Begin Information supplied

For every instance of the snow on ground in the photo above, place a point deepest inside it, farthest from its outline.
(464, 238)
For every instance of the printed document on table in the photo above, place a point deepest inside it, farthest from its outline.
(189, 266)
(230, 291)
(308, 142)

End Information supplied

The request |
Copy every entry above word for word, keeping each line as it appears.

Expected answer |
For every instance of the snow on ground in the photo above, place a point deepest inside it, farthest from its outline.
(464, 238)
For every instance of the printed document on table in the photo above, place a point deepest inside it, farthest from its outline.
(189, 266)
(230, 291)
(308, 142)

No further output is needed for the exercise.